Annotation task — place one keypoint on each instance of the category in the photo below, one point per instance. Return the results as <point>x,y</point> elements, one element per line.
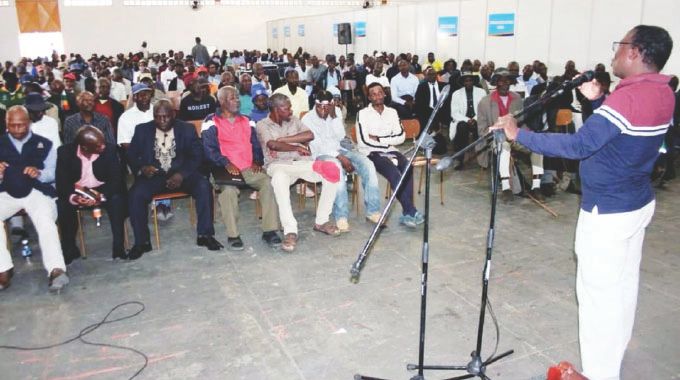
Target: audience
<point>89,164</point>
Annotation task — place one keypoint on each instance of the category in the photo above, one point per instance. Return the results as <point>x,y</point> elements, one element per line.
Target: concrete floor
<point>263,314</point>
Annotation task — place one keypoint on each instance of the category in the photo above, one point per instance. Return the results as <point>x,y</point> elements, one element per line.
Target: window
<point>88,3</point>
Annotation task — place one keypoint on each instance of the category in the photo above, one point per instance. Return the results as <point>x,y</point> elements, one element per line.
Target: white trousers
<point>285,174</point>
<point>504,168</point>
<point>43,213</point>
<point>609,249</point>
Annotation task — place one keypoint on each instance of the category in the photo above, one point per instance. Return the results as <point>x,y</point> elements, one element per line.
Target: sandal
<point>289,242</point>
<point>327,228</point>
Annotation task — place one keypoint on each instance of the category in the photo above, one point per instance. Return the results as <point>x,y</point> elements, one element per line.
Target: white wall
<point>118,28</point>
<point>553,31</point>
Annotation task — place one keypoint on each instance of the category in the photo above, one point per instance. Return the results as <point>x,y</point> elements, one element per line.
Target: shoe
<point>18,231</point>
<point>419,218</point>
<point>343,225</point>
<point>235,244</point>
<point>327,228</point>
<point>408,221</point>
<point>120,254</point>
<point>537,194</point>
<point>162,212</point>
<point>70,255</point>
<point>58,279</point>
<point>289,242</point>
<point>309,193</point>
<point>138,250</point>
<point>507,196</point>
<point>272,239</point>
<point>5,278</point>
<point>209,242</point>
<point>548,189</point>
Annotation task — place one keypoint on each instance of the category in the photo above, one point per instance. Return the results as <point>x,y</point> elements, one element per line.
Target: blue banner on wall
<point>448,25</point>
<point>502,24</point>
<point>360,28</point>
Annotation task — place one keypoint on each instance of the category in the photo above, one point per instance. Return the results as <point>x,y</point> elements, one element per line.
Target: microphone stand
<point>427,143</point>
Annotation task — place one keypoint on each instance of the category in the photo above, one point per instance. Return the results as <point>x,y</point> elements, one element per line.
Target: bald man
<point>27,165</point>
<point>92,163</point>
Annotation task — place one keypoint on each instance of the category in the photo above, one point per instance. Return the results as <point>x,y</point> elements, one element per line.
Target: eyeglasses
<point>615,44</point>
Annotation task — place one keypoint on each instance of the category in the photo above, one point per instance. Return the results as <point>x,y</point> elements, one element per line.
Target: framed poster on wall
<point>501,24</point>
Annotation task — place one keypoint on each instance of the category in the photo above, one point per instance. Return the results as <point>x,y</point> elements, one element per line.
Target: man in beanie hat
<point>27,166</point>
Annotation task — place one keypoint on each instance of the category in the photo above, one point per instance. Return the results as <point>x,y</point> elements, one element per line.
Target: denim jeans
<point>364,168</point>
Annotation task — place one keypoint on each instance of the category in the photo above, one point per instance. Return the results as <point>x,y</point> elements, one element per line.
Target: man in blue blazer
<point>164,155</point>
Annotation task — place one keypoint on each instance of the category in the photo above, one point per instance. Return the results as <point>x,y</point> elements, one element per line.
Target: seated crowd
<point>199,124</point>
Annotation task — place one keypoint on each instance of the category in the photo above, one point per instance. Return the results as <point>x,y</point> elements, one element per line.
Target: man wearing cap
<point>89,162</point>
<point>27,166</point>
<point>378,131</point>
<point>87,116</point>
<point>260,98</point>
<point>164,155</point>
<point>231,143</point>
<point>464,109</point>
<point>298,97</point>
<point>199,103</point>
<point>327,142</point>
<point>403,87</point>
<point>287,160</point>
<point>106,105</point>
<point>498,103</point>
<point>426,98</point>
<point>142,112</point>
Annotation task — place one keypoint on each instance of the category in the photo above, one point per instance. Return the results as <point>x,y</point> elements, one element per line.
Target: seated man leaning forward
<point>231,143</point>
<point>164,155</point>
<point>286,162</point>
<point>27,165</point>
<point>379,129</point>
<point>89,165</point>
<point>326,131</point>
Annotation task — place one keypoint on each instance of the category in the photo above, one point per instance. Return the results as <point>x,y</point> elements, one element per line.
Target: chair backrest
<point>411,128</point>
<point>353,134</point>
<point>175,98</point>
<point>197,125</point>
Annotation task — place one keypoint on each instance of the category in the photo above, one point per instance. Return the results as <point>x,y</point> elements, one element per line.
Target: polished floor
<point>264,314</point>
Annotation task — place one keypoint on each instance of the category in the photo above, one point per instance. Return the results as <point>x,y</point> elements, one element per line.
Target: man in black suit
<point>164,155</point>
<point>102,173</point>
<point>427,95</point>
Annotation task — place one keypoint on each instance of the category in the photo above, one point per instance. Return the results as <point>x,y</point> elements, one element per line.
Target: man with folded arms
<point>27,165</point>
<point>286,161</point>
<point>231,143</point>
<point>164,155</point>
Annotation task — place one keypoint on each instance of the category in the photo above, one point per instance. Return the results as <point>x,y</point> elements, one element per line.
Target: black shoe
<point>272,239</point>
<point>138,250</point>
<point>235,244</point>
<point>70,255</point>
<point>119,254</point>
<point>210,243</point>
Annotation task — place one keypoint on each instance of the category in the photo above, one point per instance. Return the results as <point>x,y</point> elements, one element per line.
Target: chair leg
<point>155,226</point>
<point>81,234</point>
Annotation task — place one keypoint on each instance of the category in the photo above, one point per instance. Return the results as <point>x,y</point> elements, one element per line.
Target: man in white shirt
<point>464,103</point>
<point>378,130</point>
<point>298,98</point>
<point>404,86</point>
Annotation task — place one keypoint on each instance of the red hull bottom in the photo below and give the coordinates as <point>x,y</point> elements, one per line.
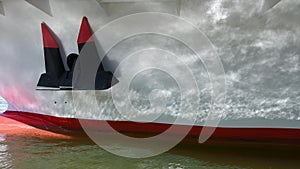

■ ■ ■ ■

WHAT YOU WILL DO ▸ Give back each entry exactly as it appears. Leave pictures out.

RESULT FOR THIS TASK ▸
Annotation task — place one keypoint on each instance of the category in the photo below, one point per instance. Return the results as <point>x,y</point> elements, one element per line.
Target: audience
<point>89,164</point>
Annotation task — place one keypoint on each instance of the category in the photo above, one point per instance. Return the results as <point>x,y</point> elements, one element per line.
Target: concrete floor
<point>263,314</point>
Annotation task — place one keypoint on each instance of the category in the photo above, one point per instance. Return the results as <point>x,y</point> elements, one element per line.
Target: window
<point>88,3</point>
Annotation task — place one keypoint on each instance of the category in the photo above, one point per instance. Return the results as <point>x,y</point> elements, one element per line.
Target: white trousers
<point>285,174</point>
<point>504,168</point>
<point>43,213</point>
<point>609,249</point>
Annotation task — place one keypoint on each instance of the category in the photo above, one point per instance. Return the results as <point>x,y</point> elements, one element per line.
Target: sandal
<point>289,242</point>
<point>327,228</point>
Annotation task — place one keypoint on each instance of the category in the photo above, one point per instance. Return the results as <point>x,y</point> elements, one element per line.
Target: white wall
<point>118,28</point>
<point>553,31</point>
Annotation task — place one keypoint on each instance of the category in the photo above, one point per instance. Return the results as <point>x,y</point> elements, one element per line.
Target: shoe
<point>18,231</point>
<point>419,218</point>
<point>343,225</point>
<point>235,244</point>
<point>327,228</point>
<point>408,221</point>
<point>120,254</point>
<point>537,194</point>
<point>162,212</point>
<point>70,255</point>
<point>58,279</point>
<point>289,242</point>
<point>309,193</point>
<point>138,250</point>
<point>507,196</point>
<point>272,239</point>
<point>5,278</point>
<point>209,242</point>
<point>548,189</point>
Annotation task — place one keypoint on each instance of the category in the photo above, one point per instance. Return the results as <point>x,y</point> elements, one element per line.
Target: blue banner on wall
<point>448,25</point>
<point>502,24</point>
<point>360,28</point>
Annotation task — place one keypoint on each instance of the category in the photo above, one point per instance. Return the results as <point>x,y</point> elements, one element per line.
Target: microphone stand
<point>427,143</point>
Annotation task — place one keypoint on each instance of the category in the photo above, one point per instance. Return the results as <point>x,y</point> elements, one element per line.
Target: bald man
<point>27,165</point>
<point>92,163</point>
Annotation task — place one keypoint on each instance of the category in the photo above, one point per instance. Return the results as <point>x,y</point> elements, one element per line.
Target: eyeglasses
<point>615,44</point>
Annotation task — place one keypoint on each instance of the category in the photo above, one point per instance. Return the results as <point>x,y</point> elements, one element per line.
Target: framed poster on wall
<point>501,24</point>
Annotation task — place one keypoint on each instance of the category in the photo above, one point per instance. Return the results as <point>x,y</point> elements, one element per line.
Target: man in beanie hat
<point>27,166</point>
Annotation task — place one keypoint on each instance of the category in the photo above, one point per instance. Return the results as <point>x,y</point> elements, one element per line.
Target: denim jeans
<point>364,168</point>
Annotation task — place one keypoint on each instance of the category in the photo above, one point per instance. Return the results as <point>x,y</point> elements, one element per line.
Target: man in blue blazer
<point>164,155</point>
Annotation task — place one keypoint on each instance of the category in the photo above, one point per instance. Return the results as <point>x,y</point> elements, one element per line.
Target: seated crowd
<point>199,124</point>
Annotation task — place one keypoint on each instance of the category in the photo above, one point per instance. Return the results as <point>x,y</point> elements, one element per line.
Target: man wearing cap
<point>89,162</point>
<point>27,166</point>
<point>378,131</point>
<point>87,116</point>
<point>260,98</point>
<point>164,155</point>
<point>231,143</point>
<point>464,109</point>
<point>298,97</point>
<point>199,103</point>
<point>327,142</point>
<point>403,87</point>
<point>287,160</point>
<point>106,105</point>
<point>498,103</point>
<point>426,98</point>
<point>142,112</point>
Annotation task — place one keypoint on each instance of the category in the photo above, one point per instance. Return the results as <point>x,y</point> elements, one element per line.
Target: seated man leaning forward
<point>231,143</point>
<point>164,155</point>
<point>286,162</point>
<point>27,165</point>
<point>379,129</point>
<point>89,165</point>
<point>326,131</point>
Annotation task — place one keypoint on each instance of the category in the photo above, one point per instance. Return the results as <point>x,y</point> elements, one element per line.
Target: chair backrest
<point>411,128</point>
<point>353,134</point>
<point>175,98</point>
<point>197,125</point>
Annotation task — place one keypoint on each instance of the category in the photo above, one point per instance. Return the results as <point>x,y</point> elements, one element per line.
Target: polished floor
<point>264,314</point>
Annotation task — place one keypoint on each instance of the category in the photo above, one point per instance. Return the results as <point>x,y</point> elements, one element per line.
Target: man in black suit
<point>164,155</point>
<point>102,173</point>
<point>427,95</point>
Annotation task — place one keypoint on each instance of the category in the photo above, one point per instance. Return the results as <point>x,y</point> elements, one element per line.
Target: man with folded arms
<point>27,165</point>
<point>286,161</point>
<point>231,143</point>
<point>164,155</point>
Annotation task — place one keypoint on each instance of the category in the photo above, one point per instance. Return the results as <point>x,y</point> elements, one element per line.
Target: black shoe
<point>272,239</point>
<point>138,250</point>
<point>235,244</point>
<point>70,255</point>
<point>119,254</point>
<point>210,243</point>
Annotation task — place one keypoint on each instance of the category in the photo above, one point per instance. Return the results as <point>x,y</point> elements, one element per line.
Target: chair leg
<point>155,226</point>
<point>81,234</point>
Annotation task — place one keypoint on each instance of the category in the photo above, one point per instance. Return the results as <point>x,y</point> elements, one element per line.
Target: man in white shirt
<point>464,103</point>
<point>378,130</point>
<point>298,98</point>
<point>404,86</point>
Annotation task — place one keypoint on each instance of the red hull bottom in the photo below and give the coordinates as <point>x,y</point> elements, one per line.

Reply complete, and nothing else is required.